What is being asked: Every record below should be repeated word for word, with the pictures left out.

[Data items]
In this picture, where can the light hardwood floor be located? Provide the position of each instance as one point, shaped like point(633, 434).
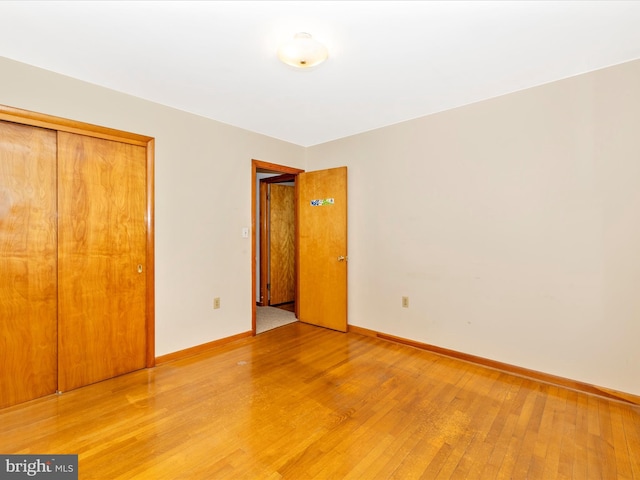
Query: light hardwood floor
point(302, 402)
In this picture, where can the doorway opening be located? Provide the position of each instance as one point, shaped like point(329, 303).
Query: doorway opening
point(273, 256)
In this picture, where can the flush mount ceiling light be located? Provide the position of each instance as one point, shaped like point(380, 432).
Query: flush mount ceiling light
point(303, 51)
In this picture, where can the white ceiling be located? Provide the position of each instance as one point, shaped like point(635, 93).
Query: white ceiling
point(389, 61)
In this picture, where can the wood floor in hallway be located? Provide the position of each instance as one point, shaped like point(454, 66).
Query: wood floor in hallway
point(302, 402)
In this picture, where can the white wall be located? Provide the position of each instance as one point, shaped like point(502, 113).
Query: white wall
point(512, 224)
point(203, 198)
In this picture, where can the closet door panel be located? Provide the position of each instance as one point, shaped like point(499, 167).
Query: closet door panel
point(28, 251)
point(101, 264)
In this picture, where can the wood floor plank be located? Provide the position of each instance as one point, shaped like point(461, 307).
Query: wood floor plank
point(303, 402)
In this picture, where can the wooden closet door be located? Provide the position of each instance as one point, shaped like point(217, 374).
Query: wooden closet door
point(101, 264)
point(28, 251)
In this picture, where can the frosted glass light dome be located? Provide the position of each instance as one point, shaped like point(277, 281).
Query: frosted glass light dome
point(303, 51)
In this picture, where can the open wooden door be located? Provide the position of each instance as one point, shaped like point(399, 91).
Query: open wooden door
point(281, 272)
point(322, 248)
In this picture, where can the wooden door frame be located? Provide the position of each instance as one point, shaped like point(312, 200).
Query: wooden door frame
point(258, 166)
point(265, 233)
point(25, 117)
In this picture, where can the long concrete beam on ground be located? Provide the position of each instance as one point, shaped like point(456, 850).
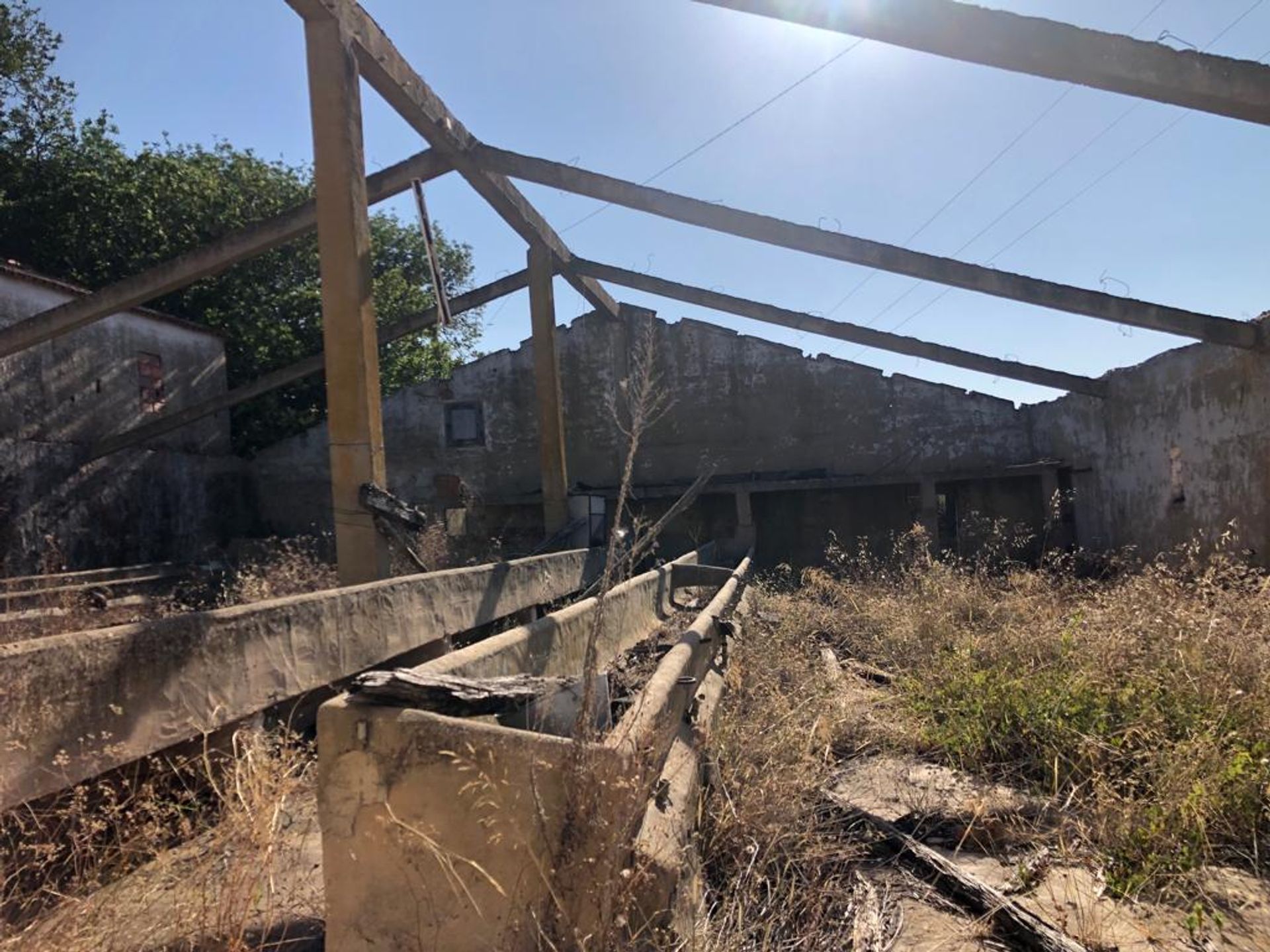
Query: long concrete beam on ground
point(205, 260)
point(870, 254)
point(298, 371)
point(81, 703)
point(841, 331)
point(404, 89)
point(1033, 45)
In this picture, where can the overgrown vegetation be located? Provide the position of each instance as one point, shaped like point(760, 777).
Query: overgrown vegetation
point(78, 205)
point(779, 876)
point(1141, 697)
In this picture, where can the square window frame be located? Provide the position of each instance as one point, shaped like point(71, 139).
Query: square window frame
point(447, 412)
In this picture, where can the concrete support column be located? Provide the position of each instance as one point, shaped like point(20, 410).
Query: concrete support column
point(349, 338)
point(746, 534)
point(546, 380)
point(931, 512)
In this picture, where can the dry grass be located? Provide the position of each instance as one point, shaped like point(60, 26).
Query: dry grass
point(276, 568)
point(778, 875)
point(1141, 698)
point(67, 861)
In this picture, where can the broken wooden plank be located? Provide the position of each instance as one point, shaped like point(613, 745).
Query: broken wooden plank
point(382, 503)
point(968, 891)
point(452, 695)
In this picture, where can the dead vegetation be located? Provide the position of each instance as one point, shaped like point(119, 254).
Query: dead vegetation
point(1126, 713)
point(216, 850)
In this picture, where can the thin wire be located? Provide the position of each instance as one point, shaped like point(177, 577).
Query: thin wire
point(981, 173)
point(1074, 198)
point(1080, 194)
point(724, 131)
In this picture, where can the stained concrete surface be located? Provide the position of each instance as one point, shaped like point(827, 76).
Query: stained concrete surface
point(84, 702)
point(168, 499)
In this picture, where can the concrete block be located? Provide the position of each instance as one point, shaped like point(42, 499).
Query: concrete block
point(444, 833)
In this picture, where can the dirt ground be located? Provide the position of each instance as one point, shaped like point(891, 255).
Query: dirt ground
point(994, 832)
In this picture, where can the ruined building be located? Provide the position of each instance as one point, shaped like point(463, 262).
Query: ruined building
point(803, 446)
point(58, 504)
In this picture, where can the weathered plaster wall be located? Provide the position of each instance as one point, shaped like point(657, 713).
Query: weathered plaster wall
point(1179, 448)
point(83, 386)
point(62, 397)
point(741, 404)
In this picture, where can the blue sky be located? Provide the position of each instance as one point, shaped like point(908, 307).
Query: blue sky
point(874, 143)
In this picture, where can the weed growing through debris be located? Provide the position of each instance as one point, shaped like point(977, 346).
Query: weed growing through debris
point(778, 877)
point(1140, 697)
point(277, 568)
point(239, 810)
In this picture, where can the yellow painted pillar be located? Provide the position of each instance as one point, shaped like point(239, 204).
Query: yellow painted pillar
point(353, 415)
point(546, 380)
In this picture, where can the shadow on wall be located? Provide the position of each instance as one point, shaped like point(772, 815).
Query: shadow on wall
point(131, 507)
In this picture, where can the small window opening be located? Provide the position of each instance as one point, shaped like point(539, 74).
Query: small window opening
point(1176, 487)
point(465, 426)
point(150, 382)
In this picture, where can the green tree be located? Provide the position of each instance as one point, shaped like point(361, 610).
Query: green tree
point(77, 205)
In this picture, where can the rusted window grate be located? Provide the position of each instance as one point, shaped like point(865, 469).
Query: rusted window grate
point(150, 382)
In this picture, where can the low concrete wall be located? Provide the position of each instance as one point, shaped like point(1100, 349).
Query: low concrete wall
point(444, 833)
point(80, 703)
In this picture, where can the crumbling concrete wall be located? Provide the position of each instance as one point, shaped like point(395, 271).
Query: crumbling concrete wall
point(741, 404)
point(1179, 450)
point(84, 385)
point(134, 507)
point(64, 395)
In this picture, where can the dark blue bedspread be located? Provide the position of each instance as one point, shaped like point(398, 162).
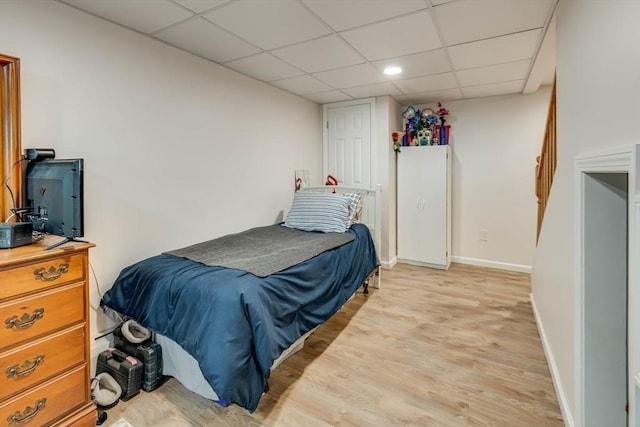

Task result:
In this picture, where can the light hardwood floor be located? Provide the position of each instance as one point, shaped like point(633, 434).
Query: light hardwood floor
point(302, 402)
In this picture, where can the doorway opening be located? Provide the position of each instance as one point, shaped like point(329, 303).
Query: doorway opening
point(273, 256)
In this picture, where can the flush mount ceiling light be located? Provide the position of each instance as one point, shaped like point(380, 432).
Query: flush mount ceiling light
point(303, 51)
In this picture, where can the white ceiling be located? Provide the position of each instance as one point, shaped like point(635, 93).
Query: white ceiling
point(389, 61)
In this picture, where can the wood floor in hallway be located? Provide the position of each instance as one point, shaped like point(454, 66).
Query: wood floor in hallway
point(302, 402)
In this picture, where can the white wall be located? Provide the position of each instance as one point, shaped like point(502, 113).
Query: white wall
point(512, 224)
point(203, 198)
In this picture, where can the closet door panel be located? Provide the position of each instance as one point, shaped like point(499, 167).
Query: closet door panel
point(28, 251)
point(101, 264)
In this picture, where can the wood floor plank be located? Provide the position of each instance as one point, shaped like point(461, 307).
Query: wood floor plank
point(303, 402)
In this picture, where can the wooden closet door be located? Provide the position of each instance as one point, shaped like point(217, 374).
Query: wooden closet door
point(101, 264)
point(28, 251)
In this picture, where can the frosted glass light dome be located? Provide the position of each instance as one point, shaped like point(277, 281).
Query: frosted glass light dome
point(303, 51)
In this picture, where can the open wooden door be located? Provide the position of each instance as one point, shaped like point(399, 91).
Query: open wooden door
point(281, 272)
point(322, 248)
In this picture, where can the wooden door frame be located? Provide the position of each instance as one point, shaped like point(312, 200).
Query: wooden door frame
point(258, 166)
point(265, 233)
point(25, 117)
In this picture, where can the long concrete beam on ground be located? Provide the position of each instance as one point, shaped like point(456, 850).
Query: long concrete beam on ground
point(205, 260)
point(870, 254)
point(298, 371)
point(81, 703)
point(841, 331)
point(404, 89)
point(1033, 45)
In this picture, where can the overgrown vegetation be located? Provide the position of each instance as one point, shaped like point(760, 777).
Query: overgrown vegetation
point(78, 205)
point(779, 876)
point(1141, 697)
In this picture, where can the square window frame be located? Provide the position of each instance as one point, shaped like point(71, 139).
Query: square window frame
point(447, 412)
In this picture, where can the concrete support column be located? Provide the position of each instance as one point, shaped like point(20, 410).
Query: concrete support column
point(349, 338)
point(746, 534)
point(546, 380)
point(931, 512)
In this picture, where can the dry grass be located? Provide the position of each instance as one point, shaped like point(60, 26).
Query: dry grass
point(276, 568)
point(778, 875)
point(1141, 698)
point(67, 861)
In this picture, where can the broken wooden plank be located? Provide the position of each instance as one point, shaped like point(613, 745).
Query: broken wooden plank
point(382, 503)
point(968, 891)
point(452, 695)
In this picture, where can the dead vegetation be located? Provide the position of each instance as one point, shaped like point(119, 254).
Query: dead vegetation
point(1126, 713)
point(216, 850)
In this picture, where can the thin wire be located? Provide the position of each instance as one point, shaped like point(177, 577).
Query: thin wire
point(981, 173)
point(1074, 198)
point(1080, 194)
point(724, 131)
In this picture, where can the stained concrete surface be located? Provide the position of each instance as one point, shaped like point(827, 76).
Query: stained concrete surface
point(84, 702)
point(168, 499)
In this picture, where can the concrete block be located? Provide the position of each instance as one point, shaped like point(42, 499).
Query: concrete block
point(444, 833)
In this picture, where can the dirt ground be located? Provide the position of each instance as one point, shaped like point(891, 255).
Query: dirt ground
point(994, 832)
In this picture, where can the ruined building be located? Provide the position of each instance as one point, shaped like point(463, 262).
Query: ruined building
point(803, 446)
point(58, 504)
In this picture, where can the weathered plaster wall be located? Provide the position of each instance as one point, shaped like point(657, 713).
Query: weathered plaster wall
point(1179, 448)
point(83, 386)
point(62, 397)
point(741, 404)
In this picture, where can the blue sky be located? Provide the position of each instance as one point, shaped like point(908, 307).
Query: blue sky
point(874, 143)
In this picture, where can the weed growing through debris be located? Provide the position of each instance as one point, shaped like point(977, 346).
Query: weed growing through debris
point(778, 877)
point(1140, 697)
point(277, 568)
point(239, 810)
In this picture, where can the yellow painted pillar be located? Provide the position of each instance as one point, shaped like point(239, 204).
Query: yellow painted pillar
point(353, 415)
point(546, 380)
In this picture, where can the shadow on wall be located? Provide the position of each instance as one point, shaped like point(772, 815).
Query: shadow on wall
point(131, 507)
In this picture, where can the small window opening be located? Provide the position of each instance as one point, shaped like point(539, 74).
Query: small window opening
point(1176, 487)
point(465, 426)
point(150, 382)
In this picture, where can the green tree be located? Provide the position of each instance as one point, shaped like point(361, 610).
Query: green tree
point(77, 205)
In this picture, where can the rusted window grate be located? Provide the position of each instance as one point, shaped like point(865, 469).
Query: rusted window grate
point(150, 382)
In this picture, where can the low concrete wall be located? Provide the position of each instance as one point, shaped like point(1100, 349).
Query: low concrete wall
point(444, 833)
point(80, 703)
In this picture, where can the crumbling concrete wall be located? Provide the position of each instance as one point, shaped like point(395, 271).
Query: crumbling concrete wall
point(741, 404)
point(1179, 450)
point(84, 385)
point(134, 507)
point(64, 395)
In this picture, where can the dark blue bedspread be located? Provide the position of each instance as one point, shaped like point(398, 162).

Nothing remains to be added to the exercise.